■ DATA RECORDS
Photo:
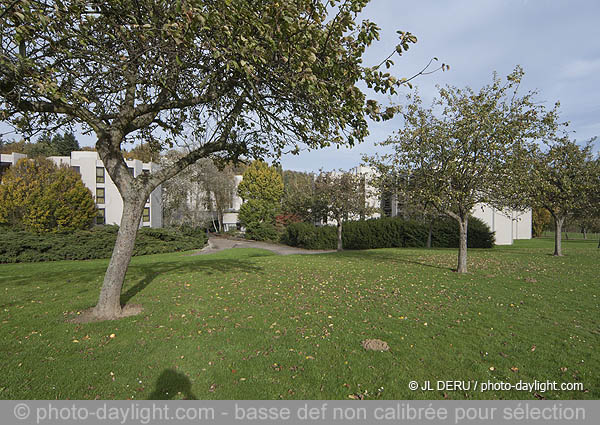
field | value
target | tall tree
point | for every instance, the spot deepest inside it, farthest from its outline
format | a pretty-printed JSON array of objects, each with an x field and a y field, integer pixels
[
  {"x": 220, "y": 186},
  {"x": 341, "y": 196},
  {"x": 563, "y": 181},
  {"x": 233, "y": 77},
  {"x": 261, "y": 189},
  {"x": 298, "y": 193},
  {"x": 468, "y": 148},
  {"x": 39, "y": 196}
]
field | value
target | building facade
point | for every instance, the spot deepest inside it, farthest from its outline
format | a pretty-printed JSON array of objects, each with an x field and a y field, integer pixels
[{"x": 107, "y": 197}]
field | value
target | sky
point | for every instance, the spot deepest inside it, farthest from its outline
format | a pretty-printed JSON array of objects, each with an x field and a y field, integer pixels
[{"x": 557, "y": 42}]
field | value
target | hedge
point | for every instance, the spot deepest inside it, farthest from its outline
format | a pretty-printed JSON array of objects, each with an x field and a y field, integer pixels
[
  {"x": 19, "y": 246},
  {"x": 388, "y": 233}
]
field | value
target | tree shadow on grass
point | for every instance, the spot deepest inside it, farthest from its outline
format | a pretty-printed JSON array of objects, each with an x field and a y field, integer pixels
[
  {"x": 171, "y": 383},
  {"x": 153, "y": 270}
]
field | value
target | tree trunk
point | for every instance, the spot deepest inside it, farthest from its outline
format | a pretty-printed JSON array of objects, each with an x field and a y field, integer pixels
[
  {"x": 558, "y": 222},
  {"x": 220, "y": 220},
  {"x": 429, "y": 233},
  {"x": 462, "y": 244},
  {"x": 109, "y": 302}
]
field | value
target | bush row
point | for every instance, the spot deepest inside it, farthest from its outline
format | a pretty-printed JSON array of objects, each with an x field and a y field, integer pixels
[
  {"x": 388, "y": 233},
  {"x": 18, "y": 246}
]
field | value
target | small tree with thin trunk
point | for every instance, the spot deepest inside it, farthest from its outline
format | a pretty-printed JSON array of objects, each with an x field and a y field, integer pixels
[
  {"x": 564, "y": 180},
  {"x": 341, "y": 196},
  {"x": 469, "y": 148},
  {"x": 226, "y": 78}
]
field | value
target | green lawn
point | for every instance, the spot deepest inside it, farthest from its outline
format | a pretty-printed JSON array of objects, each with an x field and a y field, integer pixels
[{"x": 245, "y": 323}]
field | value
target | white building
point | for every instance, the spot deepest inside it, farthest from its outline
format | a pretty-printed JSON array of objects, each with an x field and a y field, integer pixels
[
  {"x": 508, "y": 225},
  {"x": 231, "y": 215},
  {"x": 96, "y": 179}
]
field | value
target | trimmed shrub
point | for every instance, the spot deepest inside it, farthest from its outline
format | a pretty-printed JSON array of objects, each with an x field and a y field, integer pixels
[
  {"x": 19, "y": 246},
  {"x": 308, "y": 236},
  {"x": 261, "y": 232},
  {"x": 387, "y": 233}
]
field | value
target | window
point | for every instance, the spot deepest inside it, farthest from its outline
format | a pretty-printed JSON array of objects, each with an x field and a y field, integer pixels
[
  {"x": 100, "y": 218},
  {"x": 99, "y": 174},
  {"x": 146, "y": 216},
  {"x": 100, "y": 195}
]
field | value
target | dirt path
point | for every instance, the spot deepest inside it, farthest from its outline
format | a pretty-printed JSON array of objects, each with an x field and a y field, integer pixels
[{"x": 216, "y": 244}]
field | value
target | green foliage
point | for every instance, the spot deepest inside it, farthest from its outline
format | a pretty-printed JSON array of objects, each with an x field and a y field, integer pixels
[
  {"x": 42, "y": 197},
  {"x": 261, "y": 188},
  {"x": 540, "y": 219},
  {"x": 388, "y": 233},
  {"x": 258, "y": 218},
  {"x": 309, "y": 236},
  {"x": 565, "y": 179},
  {"x": 261, "y": 182},
  {"x": 44, "y": 146},
  {"x": 18, "y": 246},
  {"x": 298, "y": 194}
]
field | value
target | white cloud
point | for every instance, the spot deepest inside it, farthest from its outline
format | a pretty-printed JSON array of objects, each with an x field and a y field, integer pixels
[{"x": 581, "y": 68}]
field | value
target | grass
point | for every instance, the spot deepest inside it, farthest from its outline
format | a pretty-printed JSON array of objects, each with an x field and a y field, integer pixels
[{"x": 245, "y": 323}]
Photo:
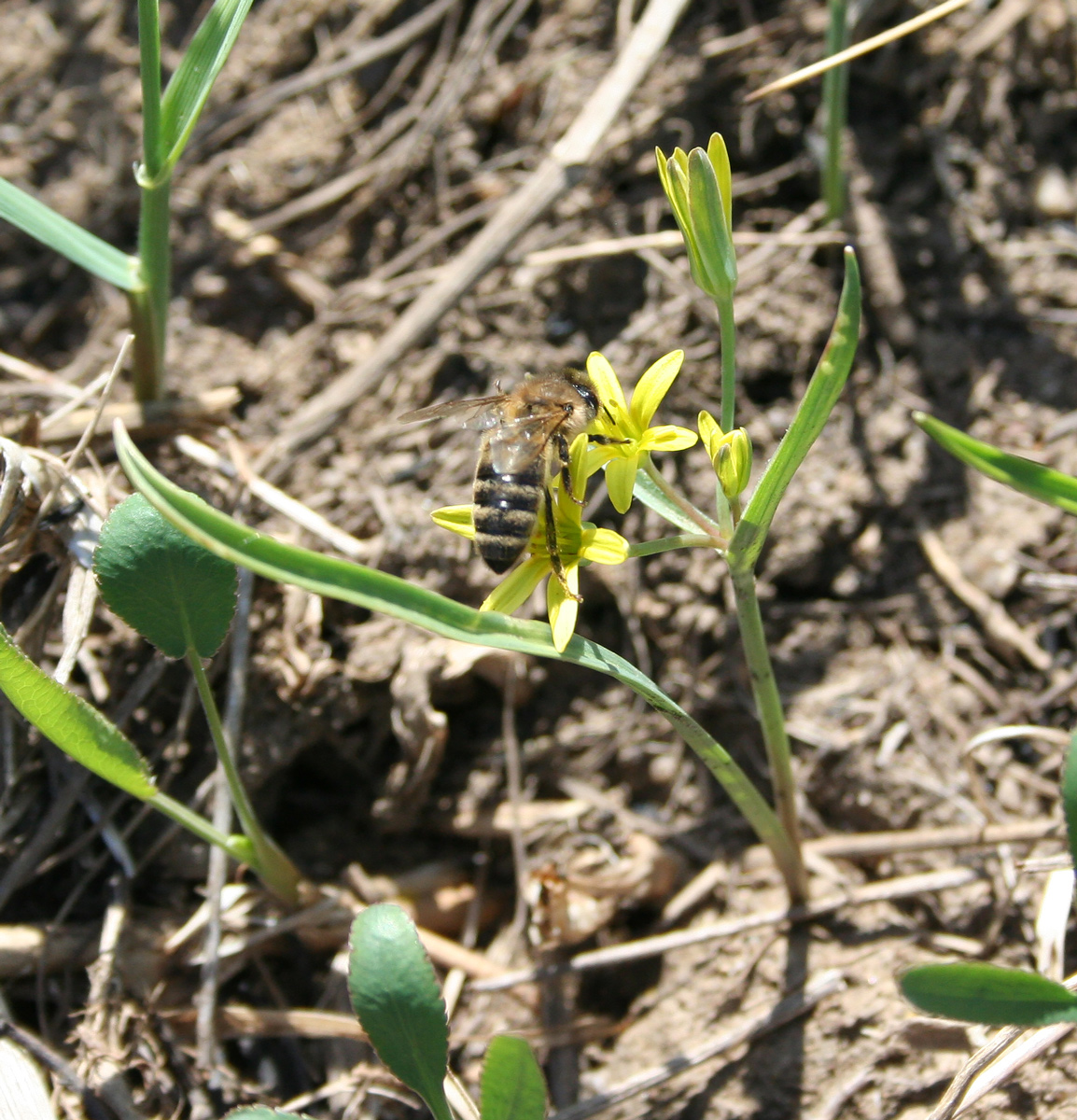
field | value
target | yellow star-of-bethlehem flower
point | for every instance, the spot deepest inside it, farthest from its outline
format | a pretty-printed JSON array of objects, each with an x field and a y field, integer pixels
[
  {"x": 577, "y": 541},
  {"x": 630, "y": 424}
]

■ WHAT TO WORK ON
Output the records verbatim, every one of them, and keep the pictures out.

■ RESPONSE
Photo:
field | value
target | tall tree
point | for every instance, the spot deepest inside it, farthest from its outline
format | a pretty-printed JSON array of objects, each with an x field and a y field, integer pixels
[
  {"x": 220, "y": 186},
  {"x": 341, "y": 196},
  {"x": 563, "y": 181},
  {"x": 233, "y": 77},
  {"x": 261, "y": 189},
  {"x": 298, "y": 193},
  {"x": 468, "y": 148},
  {"x": 39, "y": 196}
]
field | value
target | building facade
point | for every instance, the spot deepest inside it, farthest from its outline
format | a pretty-printed JSON array of objects, each with an x field and a y field, integer pixels
[{"x": 107, "y": 197}]
field | value
target | sky
point | for every instance, the spot deepest inside it, farthest from its outline
format | a pretty-printed JSON array of objects, each with an x field and a y field, integer pixels
[{"x": 557, "y": 42}]
field | value
target | hedge
point | for every instance, the spot deepest inside it, farthest from its outline
format | a pretty-printed JSON array of objects, each with an x field and a y field, integer pixels
[
  {"x": 19, "y": 246},
  {"x": 388, "y": 233}
]
field | value
target | tree shadow on grass
point | for every instance, the spot deepest inside it, farthest from its outline
format | a pretty-printed JSON array of objects, each with an x field and a y field, integer pixels
[
  {"x": 171, "y": 383},
  {"x": 153, "y": 270}
]
field | value
target | tree trunk
point | for every instance, the spot deepest inside it, farthest from its outline
format | a pretty-printed JSON array of objects, each with an x field and a y field, integer pixels
[
  {"x": 558, "y": 222},
  {"x": 220, "y": 220},
  {"x": 429, "y": 233},
  {"x": 462, "y": 244},
  {"x": 109, "y": 302}
]
field | value
target | bush row
point | for every instance, the spot deepest inside it, farthest from its outline
format | a pretty-printed JSON array of objects, each with an x field and a y field, integer pixels
[
  {"x": 388, "y": 233},
  {"x": 18, "y": 246}
]
field | value
target | small tree with thin trunk
point | for every instance, the spot deepest inside it, farthest from its outline
format | a pretty-printed JSON array of objects, each with an x field and a y field, integer pixels
[
  {"x": 564, "y": 180},
  {"x": 341, "y": 196},
  {"x": 469, "y": 148},
  {"x": 226, "y": 78}
]
field | value
target | green lawn
point | for every instance, the spot deepest inside it, farthest from its outline
format | a pretty-printed JSON array of objects, each with an x field and a y field, integer pixels
[{"x": 245, "y": 323}]
field | value
target | white building
point | for every instance, the spot deepest inside it, farthest from its outline
format | a pretty-printed JSON array of objects, each with an x field and a y field, integer pixels
[
  {"x": 508, "y": 225},
  {"x": 231, "y": 215},
  {"x": 96, "y": 179}
]
field | value
target | trimmed shrub
point | for every instance, the spot deepest inside it, farthest from its outline
format | a pretty-printed JSON array of objects, each with an x field and a y field, integer pixels
[
  {"x": 19, "y": 246},
  {"x": 308, "y": 236},
  {"x": 261, "y": 232},
  {"x": 387, "y": 233}
]
field | value
target | window
point | for every instance, the spot deepest inside it, farthest from its outline
format | a pretty-printed JSON array of objects, each with an x field and a y field, integer pixels
[
  {"x": 100, "y": 218},
  {"x": 99, "y": 174},
  {"x": 146, "y": 216},
  {"x": 100, "y": 195}
]
field | value
target | dirt path
point | for every instance, the spot deepest inside it, farthest from its outline
format | a pretty-printed JSON array of objects, each with an x field and a y field, integer pixels
[{"x": 216, "y": 244}]
field | value
target | green foliage
point | for every instance, the spot deepest inside it, farthest from its outline
format | a pretty-printed JSON array of objects, each with an x field and a y field, integer pixels
[
  {"x": 42, "y": 197},
  {"x": 261, "y": 188},
  {"x": 540, "y": 219},
  {"x": 388, "y": 233},
  {"x": 258, "y": 218},
  {"x": 309, "y": 236},
  {"x": 565, "y": 179},
  {"x": 261, "y": 182},
  {"x": 44, "y": 146},
  {"x": 18, "y": 246},
  {"x": 298, "y": 194}
]
field | value
target | white cloud
point | for every instance, the spot deepest inside it, farthest from its outline
format | a pretty-printed JSON array of objects, each with an x field and a y field, integer pixels
[{"x": 581, "y": 68}]
field | value
target | grass
point | for every instance, the spot deepest inside it, farthest from its outline
format | a pretty-printed JSON array of objects, each with an x field and a y field, integer pixels
[{"x": 245, "y": 323}]
Photo:
field | value
target | yellow star-of-bethlehem flower
point | for every instance, the spot deepest inside it, farthest from its outline
format | a pretty-printed JSON array of objects, each with an x field and a y field, integer pixels
[
  {"x": 577, "y": 541},
  {"x": 630, "y": 424}
]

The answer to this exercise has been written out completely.